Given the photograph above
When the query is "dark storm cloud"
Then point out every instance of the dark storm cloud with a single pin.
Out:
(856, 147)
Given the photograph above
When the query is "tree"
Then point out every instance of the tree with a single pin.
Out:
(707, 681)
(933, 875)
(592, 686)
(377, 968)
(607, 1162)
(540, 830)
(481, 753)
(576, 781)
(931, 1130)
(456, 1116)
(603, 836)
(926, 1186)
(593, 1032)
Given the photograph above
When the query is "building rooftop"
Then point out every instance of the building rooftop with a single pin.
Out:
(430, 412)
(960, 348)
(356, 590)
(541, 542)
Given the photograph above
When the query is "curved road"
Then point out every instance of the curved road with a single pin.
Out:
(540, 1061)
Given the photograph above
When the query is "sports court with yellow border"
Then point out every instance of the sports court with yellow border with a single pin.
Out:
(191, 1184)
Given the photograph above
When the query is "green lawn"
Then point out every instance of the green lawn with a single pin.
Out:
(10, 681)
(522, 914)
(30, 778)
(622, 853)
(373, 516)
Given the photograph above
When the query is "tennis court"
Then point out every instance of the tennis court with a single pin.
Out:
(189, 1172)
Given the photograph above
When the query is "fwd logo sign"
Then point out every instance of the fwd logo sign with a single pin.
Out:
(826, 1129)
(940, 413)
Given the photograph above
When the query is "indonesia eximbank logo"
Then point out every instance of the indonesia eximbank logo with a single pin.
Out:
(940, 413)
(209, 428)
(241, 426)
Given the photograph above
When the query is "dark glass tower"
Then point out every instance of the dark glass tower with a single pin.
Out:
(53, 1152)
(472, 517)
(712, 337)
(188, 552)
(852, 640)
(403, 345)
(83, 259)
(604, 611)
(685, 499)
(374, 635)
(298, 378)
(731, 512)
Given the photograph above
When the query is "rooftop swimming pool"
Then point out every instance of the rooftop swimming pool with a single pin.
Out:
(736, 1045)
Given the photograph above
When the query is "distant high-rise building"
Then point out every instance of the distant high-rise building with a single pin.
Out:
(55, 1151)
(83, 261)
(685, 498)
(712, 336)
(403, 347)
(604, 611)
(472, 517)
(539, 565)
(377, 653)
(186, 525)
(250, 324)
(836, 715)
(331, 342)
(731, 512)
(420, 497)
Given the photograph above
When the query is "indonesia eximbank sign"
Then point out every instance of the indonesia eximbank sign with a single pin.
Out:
--------------------
* **What needs to be done**
Return the listing above word for word, from its start through the line containing "(593, 1032)", both ends included.

* **Problem solution**
Given the photograph above
When the query is "dark storm cloud"
Then point out every instance of the dark storm cloud with a single pin.
Out:
(856, 147)
Given the photograph above
When the query is "tree"
Then point out every instance of the tree with a single pin.
Out:
(707, 681)
(933, 875)
(592, 686)
(377, 968)
(607, 1162)
(540, 830)
(481, 753)
(576, 781)
(931, 1130)
(456, 1116)
(603, 836)
(926, 1186)
(593, 1032)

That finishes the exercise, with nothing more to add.